▶ _GOAL_:
Pick out each line in the records below that contains the word "black", and copy those lines.
BEGIN THE INPUT
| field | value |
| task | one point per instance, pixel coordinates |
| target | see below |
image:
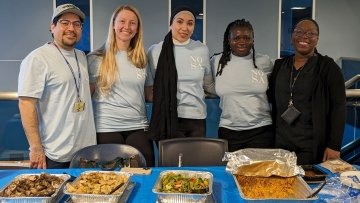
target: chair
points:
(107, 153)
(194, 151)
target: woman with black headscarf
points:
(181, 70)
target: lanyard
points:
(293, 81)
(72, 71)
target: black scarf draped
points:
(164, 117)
END THE INPUT
BEGIN THE INPUT
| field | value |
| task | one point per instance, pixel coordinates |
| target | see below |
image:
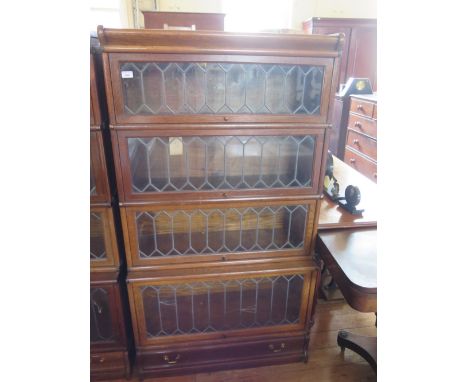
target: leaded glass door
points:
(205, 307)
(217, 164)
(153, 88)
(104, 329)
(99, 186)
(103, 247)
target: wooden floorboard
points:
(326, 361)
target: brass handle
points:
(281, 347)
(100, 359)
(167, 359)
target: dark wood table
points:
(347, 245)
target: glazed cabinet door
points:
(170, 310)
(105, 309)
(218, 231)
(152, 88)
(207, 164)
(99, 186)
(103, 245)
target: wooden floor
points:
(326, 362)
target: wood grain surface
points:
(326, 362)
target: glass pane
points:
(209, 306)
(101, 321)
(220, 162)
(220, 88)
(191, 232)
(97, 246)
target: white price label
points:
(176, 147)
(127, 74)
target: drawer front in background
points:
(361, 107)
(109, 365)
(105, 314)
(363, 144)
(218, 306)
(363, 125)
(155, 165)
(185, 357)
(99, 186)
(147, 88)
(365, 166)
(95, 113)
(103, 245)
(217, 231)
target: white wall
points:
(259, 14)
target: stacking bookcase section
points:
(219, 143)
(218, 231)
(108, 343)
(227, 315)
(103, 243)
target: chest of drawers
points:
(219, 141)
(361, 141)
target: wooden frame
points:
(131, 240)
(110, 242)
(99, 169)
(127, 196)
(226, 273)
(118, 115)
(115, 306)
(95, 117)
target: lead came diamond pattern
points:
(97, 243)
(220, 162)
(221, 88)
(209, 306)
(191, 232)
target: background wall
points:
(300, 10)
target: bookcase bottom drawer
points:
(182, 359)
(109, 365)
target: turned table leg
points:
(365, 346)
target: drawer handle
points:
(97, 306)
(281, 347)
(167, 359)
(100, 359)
END THE INPUT
▶ _IN RESPONSE_:
target: woman with black headscarf
target: black scarf draped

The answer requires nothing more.